- EXERCISE TASKS
**A)** Print the part of the sickle-cell passage starting with "Allele frequency, often" and going on through "traits in a population.".
**B)** According to the sickle-cell passage, in what manner is sickle-cell disease inherited?
**C)** Summarize the sickle-cell passage in two sentences.

- DOCUMENT SEGMENT
Sickle-cell disease is a genetic condition that affects red blood cells. People who have this disease produce abnormal hemoglobin, which causes red blood cells to become sickle-shaped. These abnormal cells can block blood flow, leading to pain and other health problems. Sickle-cell disease is inherited in an autosomal recessive manner. This means a person needs to inherit two copies of the sickle-cell allele (one from each parent) to have the disease. If only one copy is inherited, a person will be a carrier but typically won't show symptoms.

Allele frequency, often represented by 'p' and 'q' in population genetics, refers to how often an allele appears in a population. For example, in the case of sickle-cell disease, 'q' is the frequency of the sickle-cell allele and 'p' is the frequency of the normal allele. These frequencies are part of the Hardy-Weinberg equation, where the sum of the frequencies of all alleles must equal 1 \(p + q = 1\). By knowing the frequency of the homozygous recessive genotype \(q^2\), we can calculate 'q' and then 'p'. This helps us understand the distribution of genetic traits in a population.

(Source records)
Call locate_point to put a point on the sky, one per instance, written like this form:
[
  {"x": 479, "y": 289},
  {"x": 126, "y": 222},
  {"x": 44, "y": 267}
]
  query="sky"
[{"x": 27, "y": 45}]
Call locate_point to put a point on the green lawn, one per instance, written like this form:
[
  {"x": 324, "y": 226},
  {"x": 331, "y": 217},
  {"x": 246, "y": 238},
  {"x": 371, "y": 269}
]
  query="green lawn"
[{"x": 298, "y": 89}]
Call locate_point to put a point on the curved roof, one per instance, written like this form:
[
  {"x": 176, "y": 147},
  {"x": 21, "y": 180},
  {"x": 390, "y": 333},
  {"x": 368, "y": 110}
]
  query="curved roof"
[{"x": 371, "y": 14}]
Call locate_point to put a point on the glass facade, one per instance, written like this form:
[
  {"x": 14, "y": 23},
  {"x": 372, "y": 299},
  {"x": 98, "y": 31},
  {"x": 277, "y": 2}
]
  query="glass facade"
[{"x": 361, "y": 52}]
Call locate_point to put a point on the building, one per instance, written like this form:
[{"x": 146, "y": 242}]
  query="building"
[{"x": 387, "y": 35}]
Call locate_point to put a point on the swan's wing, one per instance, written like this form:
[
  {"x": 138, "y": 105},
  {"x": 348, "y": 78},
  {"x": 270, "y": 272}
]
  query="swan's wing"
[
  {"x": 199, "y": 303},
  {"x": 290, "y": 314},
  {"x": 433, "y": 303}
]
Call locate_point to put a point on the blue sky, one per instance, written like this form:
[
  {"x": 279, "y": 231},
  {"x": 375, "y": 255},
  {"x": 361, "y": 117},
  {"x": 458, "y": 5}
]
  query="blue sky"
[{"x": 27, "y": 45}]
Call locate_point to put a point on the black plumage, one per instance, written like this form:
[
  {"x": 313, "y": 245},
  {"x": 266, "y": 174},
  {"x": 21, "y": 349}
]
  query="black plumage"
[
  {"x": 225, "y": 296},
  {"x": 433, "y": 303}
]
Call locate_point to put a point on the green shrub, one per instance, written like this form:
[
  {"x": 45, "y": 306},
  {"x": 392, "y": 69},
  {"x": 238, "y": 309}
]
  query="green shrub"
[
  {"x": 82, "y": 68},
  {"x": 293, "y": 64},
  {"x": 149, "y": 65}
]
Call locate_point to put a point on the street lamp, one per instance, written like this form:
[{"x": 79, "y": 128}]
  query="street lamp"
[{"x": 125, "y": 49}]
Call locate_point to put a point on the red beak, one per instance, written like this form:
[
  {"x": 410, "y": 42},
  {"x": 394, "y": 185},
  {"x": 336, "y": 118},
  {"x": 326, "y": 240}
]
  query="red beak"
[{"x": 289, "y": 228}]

- RESPONSES PER TASK
**A)**
Allele frequency, often represented by 'p' and 'q' in population genetics, refers to how often an allele appears in a population. For example, in the case of sickle-cell disease, 'q' is the frequency of the sickle-cell allele and 'p' is the frequency of the normal allele. These frequencies are part of the Hardy-Weinberg equation, where the sum of the frequencies of all alleles must equal 1 \(p + q = 1\). By knowing the frequency of the homozygous recessive genotype \(q^2\), we can calculate 'q' and then 'p'. This helps us understand the distribution of genetic traits in a population.

**B)** In an autosomal recessive manner.

**C)** Sickle-cell disease is an autosomal recessive genetic condition in which abnormal hemoglobin makes red blood cells sickle-shaped, so a person must inherit two copies of the sickle-cell allele to have it, while one copy makes a person a carrier. Allele frequencies, written as 'p' for the normal allele and 'q' for the sickle-cell allele, sum to 1 in the Hardy-Weinberg equation, and knowing q² lets one calculate q and then p.